What the task asks: Rewrite the material below, changing every "pedestrian" to "person" and leaving everything else as it is.

--- start ---

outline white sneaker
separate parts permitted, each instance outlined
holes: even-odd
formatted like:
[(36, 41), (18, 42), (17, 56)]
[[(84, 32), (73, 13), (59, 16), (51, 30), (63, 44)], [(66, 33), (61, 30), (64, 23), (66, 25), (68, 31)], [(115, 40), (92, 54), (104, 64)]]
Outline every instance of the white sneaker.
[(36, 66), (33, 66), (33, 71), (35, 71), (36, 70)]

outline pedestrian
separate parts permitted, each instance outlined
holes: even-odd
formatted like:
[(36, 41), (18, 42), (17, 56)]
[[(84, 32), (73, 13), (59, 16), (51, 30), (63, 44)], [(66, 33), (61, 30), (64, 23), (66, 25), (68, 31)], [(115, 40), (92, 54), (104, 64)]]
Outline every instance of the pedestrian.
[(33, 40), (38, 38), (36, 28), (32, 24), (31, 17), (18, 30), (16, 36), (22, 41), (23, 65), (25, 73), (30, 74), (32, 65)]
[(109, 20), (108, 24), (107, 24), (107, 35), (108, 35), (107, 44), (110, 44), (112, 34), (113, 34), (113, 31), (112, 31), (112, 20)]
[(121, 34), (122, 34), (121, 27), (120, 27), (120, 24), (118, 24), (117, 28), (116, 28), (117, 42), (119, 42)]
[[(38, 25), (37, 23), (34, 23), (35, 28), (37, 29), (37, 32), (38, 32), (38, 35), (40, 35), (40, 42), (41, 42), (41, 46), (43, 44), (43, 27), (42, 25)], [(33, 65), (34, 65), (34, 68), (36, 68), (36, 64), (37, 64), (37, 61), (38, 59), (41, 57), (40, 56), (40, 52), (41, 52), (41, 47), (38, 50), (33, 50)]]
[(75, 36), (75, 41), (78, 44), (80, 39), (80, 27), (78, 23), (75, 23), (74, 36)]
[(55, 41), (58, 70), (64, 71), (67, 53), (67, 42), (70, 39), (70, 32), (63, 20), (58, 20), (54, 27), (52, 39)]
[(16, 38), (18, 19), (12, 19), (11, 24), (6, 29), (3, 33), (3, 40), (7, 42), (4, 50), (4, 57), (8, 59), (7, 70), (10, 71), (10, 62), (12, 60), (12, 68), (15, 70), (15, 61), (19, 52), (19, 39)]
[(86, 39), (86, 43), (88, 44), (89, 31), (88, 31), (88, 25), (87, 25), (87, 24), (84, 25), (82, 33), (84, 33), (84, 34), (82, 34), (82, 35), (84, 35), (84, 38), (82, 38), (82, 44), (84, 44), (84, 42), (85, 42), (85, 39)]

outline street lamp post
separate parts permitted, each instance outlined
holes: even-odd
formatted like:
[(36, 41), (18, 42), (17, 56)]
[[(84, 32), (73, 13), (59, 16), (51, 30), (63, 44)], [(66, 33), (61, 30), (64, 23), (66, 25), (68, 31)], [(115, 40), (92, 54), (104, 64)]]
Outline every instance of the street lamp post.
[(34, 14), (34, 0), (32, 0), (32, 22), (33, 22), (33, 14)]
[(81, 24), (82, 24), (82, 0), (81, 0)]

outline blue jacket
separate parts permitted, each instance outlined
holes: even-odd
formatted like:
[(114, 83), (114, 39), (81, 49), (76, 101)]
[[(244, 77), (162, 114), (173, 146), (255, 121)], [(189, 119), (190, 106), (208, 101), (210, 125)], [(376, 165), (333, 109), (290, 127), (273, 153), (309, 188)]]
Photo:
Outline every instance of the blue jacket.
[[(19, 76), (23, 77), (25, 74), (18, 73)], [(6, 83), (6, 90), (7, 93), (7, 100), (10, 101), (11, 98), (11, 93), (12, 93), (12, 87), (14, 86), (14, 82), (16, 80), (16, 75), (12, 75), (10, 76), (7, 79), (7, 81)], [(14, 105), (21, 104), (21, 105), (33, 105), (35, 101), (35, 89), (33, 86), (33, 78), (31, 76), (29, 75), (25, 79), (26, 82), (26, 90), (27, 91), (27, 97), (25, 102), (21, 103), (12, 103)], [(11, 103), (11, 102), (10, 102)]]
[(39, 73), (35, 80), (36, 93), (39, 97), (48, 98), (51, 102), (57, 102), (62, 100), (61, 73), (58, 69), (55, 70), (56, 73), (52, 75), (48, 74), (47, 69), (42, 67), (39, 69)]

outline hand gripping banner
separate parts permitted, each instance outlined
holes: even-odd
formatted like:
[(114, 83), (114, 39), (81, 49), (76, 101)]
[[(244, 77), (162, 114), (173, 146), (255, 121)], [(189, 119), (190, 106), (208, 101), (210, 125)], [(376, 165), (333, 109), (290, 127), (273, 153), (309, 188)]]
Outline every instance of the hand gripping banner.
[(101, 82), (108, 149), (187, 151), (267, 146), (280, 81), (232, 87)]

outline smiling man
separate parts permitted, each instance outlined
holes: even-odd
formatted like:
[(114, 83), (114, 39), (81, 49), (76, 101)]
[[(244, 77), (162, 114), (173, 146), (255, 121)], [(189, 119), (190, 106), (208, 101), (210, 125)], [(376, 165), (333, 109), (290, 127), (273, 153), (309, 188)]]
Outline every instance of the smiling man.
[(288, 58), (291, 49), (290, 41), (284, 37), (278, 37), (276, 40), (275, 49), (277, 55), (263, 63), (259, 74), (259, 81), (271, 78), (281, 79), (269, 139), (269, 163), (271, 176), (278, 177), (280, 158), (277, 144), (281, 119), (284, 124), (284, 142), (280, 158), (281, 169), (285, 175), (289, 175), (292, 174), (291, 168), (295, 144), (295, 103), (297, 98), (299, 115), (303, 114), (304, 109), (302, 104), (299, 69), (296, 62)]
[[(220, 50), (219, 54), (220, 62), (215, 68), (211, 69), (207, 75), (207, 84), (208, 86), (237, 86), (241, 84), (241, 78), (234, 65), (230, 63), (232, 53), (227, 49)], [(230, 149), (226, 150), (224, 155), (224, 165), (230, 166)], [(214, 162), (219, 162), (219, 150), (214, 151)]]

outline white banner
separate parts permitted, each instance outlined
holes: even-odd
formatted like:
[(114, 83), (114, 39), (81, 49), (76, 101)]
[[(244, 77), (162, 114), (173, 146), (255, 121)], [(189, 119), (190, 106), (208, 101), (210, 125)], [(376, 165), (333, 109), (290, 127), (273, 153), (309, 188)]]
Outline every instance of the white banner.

--- end ---

Output for this exercise:
outline white sneaker
separate parts permitted, each instance outlined
holes: even-odd
formatted like:
[(36, 41), (18, 42), (17, 56)]
[[(84, 32), (73, 13), (59, 16), (51, 30), (63, 44)], [(66, 33), (61, 30), (64, 23), (66, 25), (68, 31)], [(115, 40), (92, 54), (104, 64)]]
Outline every instance of the white sneaker.
[(36, 66), (33, 66), (33, 71), (35, 71), (36, 70)]

outline person
separate parts permitted, each instance outlined
holes: even-odd
formatted like:
[(36, 41), (18, 42), (17, 56)]
[[(84, 32), (73, 13), (59, 16), (51, 30), (63, 44)], [(66, 33), (61, 30), (64, 23), (66, 25), (68, 31)], [(115, 40), (92, 54), (104, 64)]]
Outline every instance of the person.
[(33, 40), (38, 38), (36, 28), (32, 24), (31, 17), (18, 30), (16, 36), (22, 41), (23, 65), (25, 73), (30, 74), (32, 65)]
[(109, 20), (108, 24), (107, 24), (107, 35), (108, 35), (107, 44), (110, 44), (112, 34), (113, 34), (113, 31), (112, 31), (112, 20)]
[(121, 34), (122, 34), (121, 27), (120, 27), (120, 24), (118, 24), (117, 28), (116, 28), (117, 42), (119, 42)]
[[(38, 25), (37, 23), (34, 23), (35, 28), (37, 29), (37, 32), (38, 32), (38, 35), (40, 35), (40, 42), (41, 42), (41, 46), (43, 44), (43, 27), (42, 25)], [(33, 65), (34, 65), (34, 68), (36, 68), (36, 64), (37, 64), (37, 61), (38, 59), (41, 57), (40, 56), (40, 52), (41, 52), (41, 47), (38, 50), (33, 50)]]
[(75, 36), (75, 41), (78, 44), (80, 39), (80, 27), (78, 23), (75, 23), (74, 36)]
[(55, 41), (58, 70), (64, 71), (67, 53), (67, 42), (70, 39), (70, 32), (63, 20), (58, 20), (54, 27), (52, 39)]
[(16, 38), (18, 19), (12, 19), (11, 24), (6, 29), (3, 33), (3, 40), (7, 42), (4, 50), (4, 57), (8, 59), (7, 70), (10, 71), (10, 62), (12, 60), (12, 68), (15, 70), (15, 61), (19, 52), (19, 39)]
[(86, 39), (86, 43), (88, 44), (89, 31), (88, 31), (88, 25), (87, 25), (87, 24), (84, 25), (82, 33), (84, 33), (84, 34), (82, 34), (82, 35), (84, 35), (84, 38), (82, 38), (82, 44), (84, 44), (84, 42), (85, 42), (85, 39)]

outline street lamp post
separate parts permitted, each instance outlined
holes: even-odd
formatted like:
[(36, 41), (18, 42), (17, 56)]
[[(84, 32), (73, 13), (59, 16), (51, 30), (63, 44)], [(66, 33), (61, 30), (64, 23), (66, 25), (68, 31)], [(115, 40), (92, 54), (104, 64)]]
Outline every instance of the street lamp post.
[(34, 14), (34, 0), (32, 0), (32, 22), (33, 22), (33, 14)]
[(81, 24), (82, 24), (82, 0), (81, 0)]

outline blue jacket
separate parts permitted, each instance outlined
holes: even-odd
formatted like:
[(114, 83), (114, 39), (81, 49), (76, 101)]
[[(244, 77), (162, 114), (173, 146), (255, 121)], [(189, 119), (190, 106), (208, 101), (210, 125)], [(376, 165), (333, 109), (290, 127), (273, 153), (309, 188)]]
Photo:
Outline every instance of the blue jacket.
[[(19, 76), (23, 77), (25, 74), (18, 73)], [(6, 83), (6, 90), (7, 93), (7, 100), (10, 101), (11, 98), (11, 93), (12, 93), (12, 87), (14, 86), (14, 82), (16, 80), (16, 75), (12, 75), (10, 76), (7, 79), (7, 81)], [(14, 105), (21, 104), (21, 105), (33, 105), (35, 101), (35, 89), (33, 86), (33, 78), (31, 76), (29, 75), (25, 79), (26, 82), (26, 90), (27, 91), (27, 97), (25, 102), (21, 103), (12, 103)], [(11, 103), (11, 102), (10, 102)]]
[(39, 73), (35, 80), (36, 93), (39, 97), (48, 98), (51, 102), (57, 102), (62, 100), (61, 73), (58, 69), (55, 70), (56, 73), (52, 75), (48, 74), (47, 69), (42, 67), (39, 69)]

outline hand gripping banner
separate parts permitted, each instance outlined
holes: even-odd
formatted like:
[(114, 83), (114, 39), (81, 49), (76, 101)]
[[(244, 77), (162, 114), (173, 146), (255, 121)], [(189, 119), (190, 106), (208, 101), (210, 125)], [(376, 165), (333, 109), (290, 127), (273, 153), (309, 188)]]
Outline every instance of the hand gripping banner.
[(101, 82), (108, 149), (187, 151), (267, 146), (280, 81), (232, 87)]

outline smiling man
separate parts permitted, each instance outlined
holes: even-odd
formatted like:
[(114, 83), (114, 39), (81, 49), (76, 101)]
[[(244, 77), (162, 114), (173, 146), (255, 121)], [(189, 119), (190, 106), (208, 101), (210, 125)], [(376, 165), (333, 109), (290, 127), (273, 153), (309, 188)]]
Outline every instance of the smiling man.
[(288, 58), (291, 49), (290, 41), (284, 37), (278, 37), (276, 40), (275, 49), (277, 55), (263, 63), (259, 74), (259, 81), (271, 78), (281, 79), (269, 139), (269, 163), (271, 176), (278, 177), (280, 158), (277, 144), (281, 119), (284, 124), (284, 142), (280, 158), (281, 169), (285, 175), (289, 175), (292, 174), (291, 168), (295, 144), (295, 103), (297, 98), (299, 115), (303, 114), (304, 109), (302, 104), (299, 69), (296, 62)]
[[(220, 50), (219, 54), (220, 62), (215, 68), (211, 69), (207, 75), (207, 84), (208, 86), (237, 86), (241, 84), (241, 78), (234, 65), (230, 63), (232, 53), (227, 49)], [(230, 149), (226, 150), (224, 155), (224, 165), (230, 166)], [(214, 162), (219, 162), (219, 150), (214, 151)]]

outline white banner
separate parts permitted, each instance outlined
holes: even-odd
formatted like:
[(114, 83), (114, 39), (81, 49), (76, 101)]
[[(244, 77), (162, 114), (173, 146), (255, 121)], [(189, 119), (190, 106), (208, 101), (210, 125)], [(376, 165), (333, 109), (290, 127), (273, 153), (309, 188)]]
Outline every instance of the white banner.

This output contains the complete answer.